Given text below:

We are told that Karadžic had already been in prison for embezzlement and so the seeds of criminality were already sown in his constitution.  And yet, perplexingly, the conclusion of the poem again makes the point that Karadži?’s supporters see him as some sort of “prophet” and even – astonishingly – one of the most prominent / sons of Our Lord Jesus Christ / working for peace.

Valentine continues in Section V to explore ides bout death via its role in mythology. The poem “The Deliberations of Ershkigal” is in four short parts, and the reader is informed that Ershkigal in Sumerian mythology is the goddess of the under-world, twice abandoned – exiled at the moment of creation, and left by the god Negral after seven days and nights of lovemaking.  This is a welcome new direction for the collection because it permits lighter moments of humour.

The first poem “She studies psychology” introduces Ereshkigal and dwells amusingly on the fact that her negative attitude to the dead might change if there was some weather in the underworld.  Change of weather, a chance of kindness as Valentine puts it.  Parts two and three deal with the goddess taking up music and finding a mother; but it was part four which most caught my attention, because Valentine introduces our world into the world of mythology.  This piece, called “She watches the riots”, is arguably a comment on disenfranchised youth in many urban areas of Britain today. Ereshkigal has viewed the recent riots in London and the poem suggests that when the dead go back to the upper world that abandoned them they will feel, act and behave like the rioters, those disappointed kids.  The dead will be grabbing gadgets and trainers, turning over cars, and singing the sound of falling glass. The poem ends with this question:

 

If hope

flourishes somewhere, dares to show itself –
playgrounds, flowers in front gardens-what do you think
the dead can do but torch it and breath the smoke?

 

Here perhaps Valentine is saying that the rioters are like the dead in Ereshkigal’s underworld, and that if one offers them playgrounds these dead youths will still be dissatisfied and continue to riot in the future. I found this poem imaginative and inventive in its use of mythology to offer a form of social commentary.

In the penultimate section, it was the first poem “The Thaw” which caught my eye. The premise of this piece is that a young child has died in suspicious circumstances, and her frozen body has been discovered in the wilderness. It deals with the subsequent funeral and mourning for this child.  Yet there is a sinister overtone in the suggestion that this child was murdered by a relative or maybe a participant in a religious or ethnic conflict. The unknown suspect states I dropped her into the azure canyon.  Once the child has been discovered, those who knew her mourn her passing: I hear the women muttering to her dark wide-open eyes, I watch the uneasy children / drop poppies across her face.  Furthermore it is made evident that someone involved in her murder is a witness to her funeral and he or she states, at the end of the poem: I will be there / clasping my weathered walking-stick, and then / finally I will absolve and bury her.  What the dead child is guilty of is unclear; and this adds to the air of mystery involving an unsolved murder and a masked murderer in a foreign land. Thus Valentine succeeds again in channeling the reader’s mind in to disquieting places and areas of intrigue and that is what I like most about her poems in Downpour.

End of Given text.
Recorded data below:

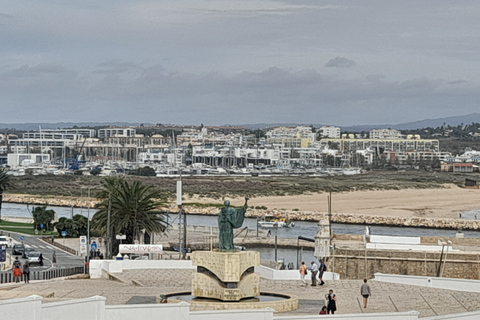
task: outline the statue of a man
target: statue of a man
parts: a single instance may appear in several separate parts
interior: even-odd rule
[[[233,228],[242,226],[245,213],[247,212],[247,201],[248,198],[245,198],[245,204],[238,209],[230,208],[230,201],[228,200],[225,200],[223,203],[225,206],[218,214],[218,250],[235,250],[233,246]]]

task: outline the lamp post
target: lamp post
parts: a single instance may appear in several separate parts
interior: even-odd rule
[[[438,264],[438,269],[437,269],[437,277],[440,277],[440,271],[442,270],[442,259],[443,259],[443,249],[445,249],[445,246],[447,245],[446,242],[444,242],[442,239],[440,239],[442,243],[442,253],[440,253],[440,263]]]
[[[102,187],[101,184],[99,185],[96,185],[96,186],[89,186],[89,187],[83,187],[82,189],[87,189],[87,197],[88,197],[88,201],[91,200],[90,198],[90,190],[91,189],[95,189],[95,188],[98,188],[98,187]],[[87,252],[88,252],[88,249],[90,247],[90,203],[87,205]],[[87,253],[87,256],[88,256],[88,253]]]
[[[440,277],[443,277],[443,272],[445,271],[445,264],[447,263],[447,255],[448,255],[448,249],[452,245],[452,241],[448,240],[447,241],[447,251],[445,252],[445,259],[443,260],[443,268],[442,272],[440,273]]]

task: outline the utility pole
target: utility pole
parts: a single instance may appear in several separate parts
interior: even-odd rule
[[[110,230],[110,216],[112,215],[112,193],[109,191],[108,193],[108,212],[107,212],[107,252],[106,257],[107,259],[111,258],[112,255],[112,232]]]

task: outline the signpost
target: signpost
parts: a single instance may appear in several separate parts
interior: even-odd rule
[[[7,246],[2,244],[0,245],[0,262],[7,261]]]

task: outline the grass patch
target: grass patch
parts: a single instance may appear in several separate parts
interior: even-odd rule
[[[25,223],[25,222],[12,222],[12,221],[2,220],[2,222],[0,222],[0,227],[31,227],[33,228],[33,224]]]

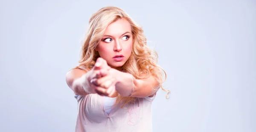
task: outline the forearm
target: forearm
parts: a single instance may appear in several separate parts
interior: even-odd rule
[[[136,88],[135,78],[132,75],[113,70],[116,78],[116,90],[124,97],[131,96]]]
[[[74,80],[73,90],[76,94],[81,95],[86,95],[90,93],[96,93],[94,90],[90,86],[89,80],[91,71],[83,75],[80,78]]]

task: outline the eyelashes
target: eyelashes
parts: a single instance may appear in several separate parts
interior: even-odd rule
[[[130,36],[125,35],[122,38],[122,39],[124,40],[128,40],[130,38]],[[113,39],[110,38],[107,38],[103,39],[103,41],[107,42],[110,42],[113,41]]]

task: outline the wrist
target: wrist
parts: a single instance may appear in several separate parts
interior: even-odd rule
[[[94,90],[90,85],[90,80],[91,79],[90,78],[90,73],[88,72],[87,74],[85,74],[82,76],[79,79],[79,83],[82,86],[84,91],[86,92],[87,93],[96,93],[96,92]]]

End of Recorded data.

From the review of Downpour, translate this sentence into French: "I found this poem imaginative and inventive in its use of mythology to offer a form of social commentary." The entries are unrelated to the review of Downpour.

**Exercise solution**
J'ai trouvé ce poème imaginatif et inventif dans son usage de la mythologie pour offrir une forme de commentaire social.